■ Instructions to follow:
Pull out each line of the listing below that contains the word "cumulus".
————
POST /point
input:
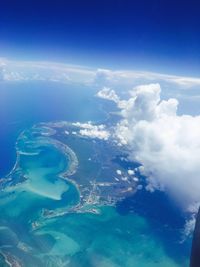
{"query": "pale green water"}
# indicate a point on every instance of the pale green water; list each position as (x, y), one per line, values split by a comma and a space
(38, 229)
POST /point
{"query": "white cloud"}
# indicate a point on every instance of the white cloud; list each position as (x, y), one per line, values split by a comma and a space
(109, 94)
(92, 131)
(167, 145)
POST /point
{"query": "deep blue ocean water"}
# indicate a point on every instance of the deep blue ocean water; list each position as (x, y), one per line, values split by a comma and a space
(23, 104)
(144, 223)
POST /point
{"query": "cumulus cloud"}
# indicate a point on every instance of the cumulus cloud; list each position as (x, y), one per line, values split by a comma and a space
(109, 94)
(92, 131)
(166, 144)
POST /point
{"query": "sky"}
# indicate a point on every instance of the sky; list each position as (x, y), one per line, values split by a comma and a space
(157, 35)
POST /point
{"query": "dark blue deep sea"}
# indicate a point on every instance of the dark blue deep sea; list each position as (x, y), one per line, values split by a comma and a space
(144, 229)
(23, 104)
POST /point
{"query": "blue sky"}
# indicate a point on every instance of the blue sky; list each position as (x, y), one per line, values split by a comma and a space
(160, 35)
————
■ Result of this task:
{"query": "cumulus cloud"}
# indicate a point on every instance of the cumulus cloud; list each position as (x, y), one per line, values split by a comma and a space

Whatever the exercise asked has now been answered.